Short task
Write out each of the records below word for word, leaving the pictures out of your answer.

::::::::::

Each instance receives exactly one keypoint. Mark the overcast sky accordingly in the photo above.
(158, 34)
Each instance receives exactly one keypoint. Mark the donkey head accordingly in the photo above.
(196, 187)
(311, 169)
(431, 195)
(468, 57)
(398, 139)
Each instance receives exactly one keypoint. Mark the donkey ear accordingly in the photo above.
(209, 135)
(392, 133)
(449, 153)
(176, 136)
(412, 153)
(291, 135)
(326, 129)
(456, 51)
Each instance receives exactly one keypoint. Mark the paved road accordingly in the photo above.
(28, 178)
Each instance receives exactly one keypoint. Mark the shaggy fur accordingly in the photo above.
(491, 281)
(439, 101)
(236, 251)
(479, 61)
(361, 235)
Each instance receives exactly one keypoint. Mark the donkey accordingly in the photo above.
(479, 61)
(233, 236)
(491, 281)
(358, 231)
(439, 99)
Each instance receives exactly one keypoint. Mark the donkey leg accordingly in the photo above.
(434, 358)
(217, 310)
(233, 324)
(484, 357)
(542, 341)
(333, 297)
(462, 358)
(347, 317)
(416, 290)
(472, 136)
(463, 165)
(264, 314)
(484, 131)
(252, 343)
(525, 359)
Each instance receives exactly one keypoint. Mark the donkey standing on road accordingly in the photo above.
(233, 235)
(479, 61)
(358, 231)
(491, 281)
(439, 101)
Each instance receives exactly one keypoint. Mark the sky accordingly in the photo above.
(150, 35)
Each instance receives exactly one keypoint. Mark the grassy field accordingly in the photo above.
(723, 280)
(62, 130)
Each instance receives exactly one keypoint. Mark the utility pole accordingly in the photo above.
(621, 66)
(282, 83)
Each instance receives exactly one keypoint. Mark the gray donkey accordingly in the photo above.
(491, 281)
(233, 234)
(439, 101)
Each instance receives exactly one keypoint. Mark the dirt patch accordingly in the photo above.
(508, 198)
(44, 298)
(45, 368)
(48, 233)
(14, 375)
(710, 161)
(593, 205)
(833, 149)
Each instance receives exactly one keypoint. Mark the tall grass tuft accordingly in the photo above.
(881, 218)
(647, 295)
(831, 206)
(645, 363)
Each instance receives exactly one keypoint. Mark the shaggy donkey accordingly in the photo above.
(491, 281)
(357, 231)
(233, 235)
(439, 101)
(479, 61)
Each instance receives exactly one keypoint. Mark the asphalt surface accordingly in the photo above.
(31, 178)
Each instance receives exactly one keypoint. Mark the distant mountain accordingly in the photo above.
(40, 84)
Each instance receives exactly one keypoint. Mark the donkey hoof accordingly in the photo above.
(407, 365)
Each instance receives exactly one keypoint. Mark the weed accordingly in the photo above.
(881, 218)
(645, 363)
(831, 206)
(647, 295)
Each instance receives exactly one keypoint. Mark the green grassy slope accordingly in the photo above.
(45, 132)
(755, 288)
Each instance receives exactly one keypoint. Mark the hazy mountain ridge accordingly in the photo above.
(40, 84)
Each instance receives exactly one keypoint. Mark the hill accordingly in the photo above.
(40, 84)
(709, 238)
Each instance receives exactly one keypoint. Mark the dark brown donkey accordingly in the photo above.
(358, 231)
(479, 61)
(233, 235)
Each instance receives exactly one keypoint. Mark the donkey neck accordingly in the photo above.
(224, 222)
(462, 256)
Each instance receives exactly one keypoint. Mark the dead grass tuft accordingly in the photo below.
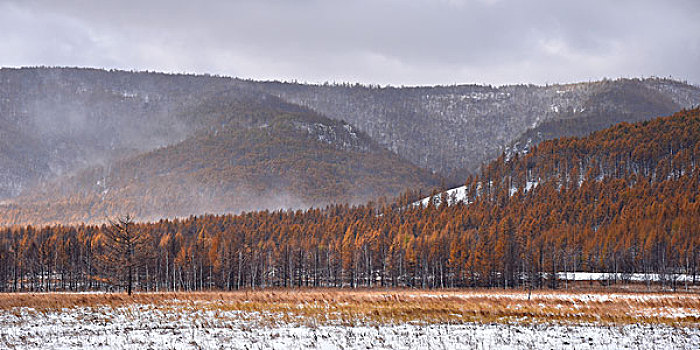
(312, 307)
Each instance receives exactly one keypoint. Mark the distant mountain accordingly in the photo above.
(454, 128)
(274, 156)
(68, 135)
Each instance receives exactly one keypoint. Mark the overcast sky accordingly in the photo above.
(407, 42)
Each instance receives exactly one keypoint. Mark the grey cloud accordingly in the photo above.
(387, 41)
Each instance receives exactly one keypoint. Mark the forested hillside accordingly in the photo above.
(263, 155)
(57, 122)
(624, 200)
(456, 129)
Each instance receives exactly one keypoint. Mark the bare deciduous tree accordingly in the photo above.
(126, 249)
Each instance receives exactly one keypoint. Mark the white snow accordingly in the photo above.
(459, 194)
(191, 327)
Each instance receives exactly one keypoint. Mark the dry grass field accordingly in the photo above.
(351, 319)
(351, 307)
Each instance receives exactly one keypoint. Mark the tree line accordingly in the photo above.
(621, 201)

::::::::::

Exercise response
Each instance receives exactly one keypoint. Mark the overcast sky accordingly in the photo above.
(158, 34)
Each instance receives exactly one keypoint. Mark the donkey head accordingly in the photo above.
(196, 187)
(311, 169)
(431, 195)
(468, 57)
(398, 139)
Each instance receives exactly one keypoint. Mark the donkey ear accordingly in the photo above.
(209, 135)
(392, 133)
(449, 153)
(176, 136)
(412, 153)
(291, 135)
(326, 129)
(456, 51)
Each instance receives exactly one keypoint. Mark the paved road accordingly in the photo above.
(28, 178)
Each instance receives exactly one keypoint. Mark the shaggy fur accordingly in the photo above.
(491, 281)
(439, 101)
(236, 251)
(479, 61)
(361, 235)
Each instance receives exactly one keypoint. Mark the donkey accordingly in the photo above.
(479, 61)
(233, 236)
(491, 281)
(358, 231)
(439, 99)
Each instance receives exactly one keypoint. Mark the donkey leg accordingly in the photo above.
(434, 358)
(217, 310)
(233, 324)
(484, 357)
(542, 341)
(333, 297)
(462, 358)
(347, 317)
(416, 290)
(472, 136)
(463, 165)
(264, 314)
(484, 131)
(252, 343)
(525, 359)
Each instance receives exactly one keypoint. Mark the donkey standing on road accordingly in the photo above.
(233, 235)
(479, 61)
(358, 231)
(491, 281)
(439, 101)
Each instance receives exactly one keypoint. Mark the sky accordingly in the photo above.
(150, 35)
Each instance receives exactly one keypoint. Mark the grassy field accordingly in the photo above.
(723, 280)
(62, 130)
Each instance receives exactly one keypoint. Mark the utility pole accordingly in the photo above.
(621, 66)
(282, 83)
Each instance receives exactly one keypoint. Mark the gray donkey accordingly in the photo above.
(491, 281)
(233, 234)
(439, 101)
Each instance receives exactly one keypoint. Mark the dirt patch accordingly in the photo above.
(508, 198)
(44, 298)
(45, 368)
(48, 233)
(14, 375)
(710, 161)
(593, 205)
(833, 149)
Each instance receives exactly one keypoint. Mark the tall grass tuft accordingly in the photo above.
(881, 218)
(647, 295)
(831, 206)
(645, 363)
Each instance receives exactly one keypoint. Mark the shaggy donkey accordingly in the photo above.
(491, 281)
(357, 231)
(233, 235)
(439, 101)
(479, 61)
Each instance receives exactly one keypoint. Mark the asphalt surface accordingly in the photo above.
(31, 178)
Each instance receives exactly one keypoint. Mark the distant mountain accordingly in the photo above.
(40, 84)
Each instance receives exactly one keypoint. Mark the donkey hoof accordingly in the photo above.
(407, 365)
Each instance receives exactly one keypoint. Mark the weed accordingly in the photo above.
(881, 218)
(645, 363)
(831, 206)
(647, 295)
Each instance receives exactly one keypoint. Mark the green grassy slope accordingly in the photo above.
(45, 132)
(755, 288)
Each instance receives exactly one keypoint. Mark the hazy mountain ridge accordingly in the photo above.
(40, 84)
Each instance receives exactly one keypoint. Mark the hill accordingly in the photo above.
(40, 84)
(709, 238)
Each instance receives exactly one keypoint. Mark the dark brown donkey accordingly in the photo above.
(358, 231)
(479, 61)
(233, 235)
Each instance receives exactly one keypoint. Mark the donkey neck accordingly in the photo above.
(224, 222)
(462, 256)
Each instance receives exactly one keypoint. Mark the dead grass tuft accordingly in the photo below.
(312, 307)
Each instance receives exactly one keypoint. Mark the distant mountain accordingly in the photo above.
(454, 128)
(274, 156)
(68, 135)
Each instance receives exactly one keypoint. Mark the overcast sky accordingly in the photo above.
(407, 42)
Each instance receives exactly one keypoint. Mark the grey cloud accordingly in the photo above.
(387, 41)
Each instance receives exactly one keypoint. Mark the forested hillside accordingly in the photo above.
(263, 155)
(57, 122)
(624, 200)
(456, 129)
Each instance receives exactly one keypoint. Mark the bare deciduous tree accordingly in the photo above.
(126, 249)
Each instance receives exactly one keypoint. Mark the white snow accordingly in the photo above.
(459, 194)
(191, 327)
Each instance receives exactly one keypoint. Mark the dry grass field accordingly in the photo above.
(351, 319)
(351, 307)
Each instance receives exactly one keypoint. Mark the tree line accordingly in the photo above.
(621, 201)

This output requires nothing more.